> _Brief_: All that is needed is every record, duplicated exactly.

*** Begin section ***

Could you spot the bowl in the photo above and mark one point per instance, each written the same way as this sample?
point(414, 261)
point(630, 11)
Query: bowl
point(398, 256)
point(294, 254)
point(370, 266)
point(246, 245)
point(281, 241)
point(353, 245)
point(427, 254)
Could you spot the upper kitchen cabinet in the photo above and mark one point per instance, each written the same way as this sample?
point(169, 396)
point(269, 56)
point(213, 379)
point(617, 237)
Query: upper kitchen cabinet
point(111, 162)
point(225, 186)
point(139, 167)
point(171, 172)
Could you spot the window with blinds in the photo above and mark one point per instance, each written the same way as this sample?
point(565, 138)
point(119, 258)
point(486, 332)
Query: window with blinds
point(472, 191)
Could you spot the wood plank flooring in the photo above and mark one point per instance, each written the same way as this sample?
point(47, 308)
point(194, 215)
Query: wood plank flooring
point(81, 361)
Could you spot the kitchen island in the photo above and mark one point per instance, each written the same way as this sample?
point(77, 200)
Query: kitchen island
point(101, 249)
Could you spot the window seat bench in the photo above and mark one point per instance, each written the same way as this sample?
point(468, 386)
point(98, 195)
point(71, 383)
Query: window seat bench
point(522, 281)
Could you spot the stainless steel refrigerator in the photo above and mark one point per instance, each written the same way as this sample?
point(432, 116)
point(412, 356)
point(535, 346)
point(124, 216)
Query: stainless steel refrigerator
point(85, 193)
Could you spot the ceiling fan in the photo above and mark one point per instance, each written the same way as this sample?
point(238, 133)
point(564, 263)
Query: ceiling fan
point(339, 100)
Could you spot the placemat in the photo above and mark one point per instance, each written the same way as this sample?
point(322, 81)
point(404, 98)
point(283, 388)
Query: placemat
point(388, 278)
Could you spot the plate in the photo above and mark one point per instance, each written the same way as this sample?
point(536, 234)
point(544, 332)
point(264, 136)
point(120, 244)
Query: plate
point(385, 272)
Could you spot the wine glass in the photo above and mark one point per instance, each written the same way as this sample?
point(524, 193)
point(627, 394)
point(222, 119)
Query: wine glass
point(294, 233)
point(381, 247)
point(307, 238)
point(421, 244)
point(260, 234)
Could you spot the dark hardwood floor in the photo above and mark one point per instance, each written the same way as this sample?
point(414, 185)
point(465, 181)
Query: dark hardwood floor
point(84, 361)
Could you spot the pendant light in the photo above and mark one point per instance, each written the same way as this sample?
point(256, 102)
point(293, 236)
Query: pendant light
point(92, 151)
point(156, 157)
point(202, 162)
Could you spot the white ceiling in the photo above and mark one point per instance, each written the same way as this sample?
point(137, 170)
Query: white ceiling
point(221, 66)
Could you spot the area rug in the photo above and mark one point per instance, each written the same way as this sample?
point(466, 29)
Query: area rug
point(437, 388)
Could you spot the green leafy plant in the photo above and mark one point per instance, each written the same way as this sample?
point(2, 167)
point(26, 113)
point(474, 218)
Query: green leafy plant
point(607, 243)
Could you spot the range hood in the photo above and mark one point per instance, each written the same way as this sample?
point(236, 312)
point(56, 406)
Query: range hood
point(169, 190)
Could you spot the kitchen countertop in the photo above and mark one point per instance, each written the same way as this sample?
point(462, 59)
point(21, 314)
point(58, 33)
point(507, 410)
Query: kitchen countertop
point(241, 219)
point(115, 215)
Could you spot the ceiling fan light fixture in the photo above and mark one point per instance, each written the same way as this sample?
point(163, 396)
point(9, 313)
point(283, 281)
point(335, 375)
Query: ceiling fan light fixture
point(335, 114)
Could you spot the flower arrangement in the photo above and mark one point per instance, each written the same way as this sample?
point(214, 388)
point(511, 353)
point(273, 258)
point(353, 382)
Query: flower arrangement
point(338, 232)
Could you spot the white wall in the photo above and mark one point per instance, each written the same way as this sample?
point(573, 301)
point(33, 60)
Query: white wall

*** End section ***

> _Result for this task_:
Could you spot the bowl in the photo above and mark one point per instance, each written the same way as this sample?
point(414, 261)
point(630, 11)
Query: bowl
point(398, 256)
point(294, 254)
point(370, 266)
point(246, 245)
point(281, 241)
point(353, 245)
point(427, 254)
Could you spot the upper kitchen cabinet in the photo above and mark one point per instance, each written the same way as this sample?
point(169, 396)
point(269, 56)
point(213, 379)
point(617, 237)
Query: upper kitchen cabinet
point(111, 162)
point(225, 186)
point(139, 167)
point(171, 172)
Could you spot the window with blinds in the photo above and mark one point per instance, each written the same way as this sample?
point(565, 138)
point(119, 258)
point(486, 332)
Query: window with blinds
point(472, 191)
Could you spot the wood plank flooring in the photo above and mark one point per instance, each written the same way as this sample?
point(47, 308)
point(194, 215)
Query: wood plank flooring
point(81, 361)
Could you spot the kitchen island in the photo above and mark one point per instance, each written the same way as this sample?
point(77, 200)
Query: kitchen island
point(101, 249)
Could you spot the window seat bench in the photo above and mark one point per instance, each written the same way as this sample?
point(468, 386)
point(98, 195)
point(71, 383)
Query: window seat bench
point(522, 281)
Could you spot the stainless steel refrigerator in the photo above and mark one point per instance, each written the same way as this sample?
point(432, 116)
point(412, 356)
point(535, 346)
point(124, 216)
Query: stainless steel refrigerator
point(85, 193)
Could you spot the ceiling fan in the photo above and mark one point per instance, each written the same way as this sample?
point(238, 133)
point(564, 263)
Query: ceiling fan
point(339, 100)
Could you spot the placemat in the photo above and mark one point per instance, each written the same way as this sample?
point(322, 81)
point(404, 98)
point(283, 388)
Query: placemat
point(388, 278)
Could you spot the plate in the photo above and mark one point per instance, each written the same way as this sample?
point(536, 234)
point(544, 332)
point(264, 136)
point(120, 244)
Query: plate
point(385, 272)
Could you spot the wine glass in the photo above and mark one point per instance, each written the same way as this sample?
point(524, 193)
point(627, 394)
point(222, 119)
Query: wine glass
point(294, 233)
point(381, 247)
point(307, 238)
point(421, 244)
point(260, 234)
Could you spot the dark hardwood floor in the photo above and mark one point per instance, each written the same way as this sample?
point(414, 185)
point(465, 181)
Query: dark hardwood floor
point(84, 361)
Could you spot the pendant light in the photo above and mark one point per instance, each written the same way as this sample?
point(256, 102)
point(293, 236)
Query: pendant light
point(92, 151)
point(156, 157)
point(202, 162)
Could you spot the white ceiling in the photo above and mark one point per instance, each written the same way as this sample?
point(137, 170)
Query: white ceiling
point(221, 66)
Could you spot the area rug in the photo above and mark one point per instance, each written the same way as this sample?
point(466, 29)
Query: area rug
point(437, 388)
Could you spot the green leafy plant in the photo above and mark one point per instance, each written the same way as this sample?
point(2, 167)
point(26, 113)
point(474, 218)
Query: green leafy plant
point(607, 243)
Could you spot the range hood in the photo above and mark one point per instance, each written the same way as this sample?
point(236, 312)
point(56, 406)
Query: range hood
point(169, 190)
Could you spot the kitchen countertop in the photo above and mark one point per instance, each written the same way as this sample?
point(462, 59)
point(21, 314)
point(58, 33)
point(507, 410)
Query: kitchen countertop
point(241, 219)
point(115, 215)
Could you spot the ceiling fan light fixture in the photo above and mark one point per instance, each written the same way as this sample?
point(163, 396)
point(9, 313)
point(283, 281)
point(335, 375)
Query: ceiling fan light fixture
point(335, 114)
Could you spot the flower arrangement in the photo above and mark one point per instance, each written the same way as this sample?
point(214, 388)
point(511, 353)
point(273, 258)
point(353, 382)
Query: flower arrangement
point(338, 232)
Could you spot the white wall in the photo above and mark one point per instance, each written the same way as this sample?
point(573, 301)
point(33, 60)
Query: white wall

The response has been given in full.